自らの身は顧みず 田母神俊雄論続編(特別編;皇室論#4)#6

自らの身は顧みず 田母神俊雄論続編(特別編;皇室論#4)#6


皇太子殿下には成熟した男子として国民が期待しているのは、天皇ならびに国民に向けた謝罪のニュアンスのある言葉、今度の事件全体を統括した他の手の影響のないご自身の言葉である。自分達3人家族は幸せに暮らしていますと言うメッセージだけではもう十分とは言えない。国家と国民を慮った、自分のファミリーの側にも落ち度にも言及したお言葉が欲しい。「雅子は徐々に快方に向かっています」だけではもうあまりにも現実の要請から遠すぎる。

 このまま時間が推移していくのは恐ろしい。実は私などが一番心配しているのはこのことで、妃殿下のご病状が不透明のままに第126代の天皇陛下が誕生し、皇后陛下のご病気の名において皇室は何をしてもいいし、何をしなくてもいい、という身勝手な,薄明に閉ざされた異様な事態が現出することを私はひたすら恐怖している。

作業内容.
上の皇室論の文章を、全文一字も違えずに書き写してください。

提供データ.
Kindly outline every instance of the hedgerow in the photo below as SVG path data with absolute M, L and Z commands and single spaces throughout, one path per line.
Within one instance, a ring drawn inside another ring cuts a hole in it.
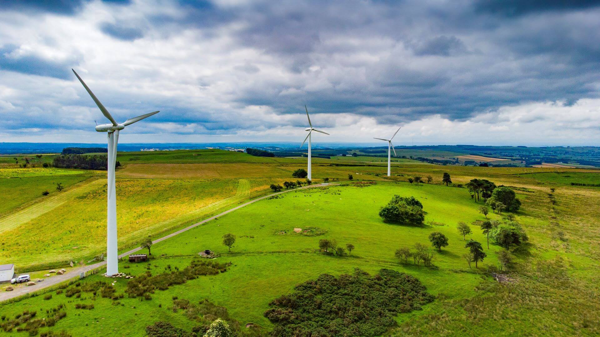
M 377 336 L 396 324 L 399 312 L 433 300 L 415 278 L 389 269 L 371 276 L 356 269 L 336 278 L 321 274 L 269 303 L 265 316 L 273 336 Z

この課題の答え.
自らの身は顧みず 田母神俊雄論続編(特別編;皇室論#4)#6

自らの身は顧みず 田母神俊雄論続編(特別編;皇室論#4)#6


皇太子殿下には成熟した男子として国民が期待しているのは、天皇ならびに国民に向けた謝罪のニュアンスのある言葉、今度の事件全体を統括した他の手の影響のないご自身の言葉である。自分達3人家族は幸せに暮らしていますと言うメッセージだけではもう十分とは言えない。国家と国民を慮った、自分のファミリーの側にも落ち度にも言及したお言葉が欲しい。「雅子は徐々に快方に向かっています」だけではもうあまりにも現実の要請から遠すぎる。

 このまま時間が推移していくのは恐ろしい。実は私などが一番心配しているのはこのことで、妃殿下のご病状が不透明のままに第126代の天皇陛下が誕生し、皇后陛下のご病気の名において皇室は何をしてもいいし、何をしなくてもいい、という身勝手な,薄明に閉ざされた異様な事態が現出することを私はひたすら恐怖している。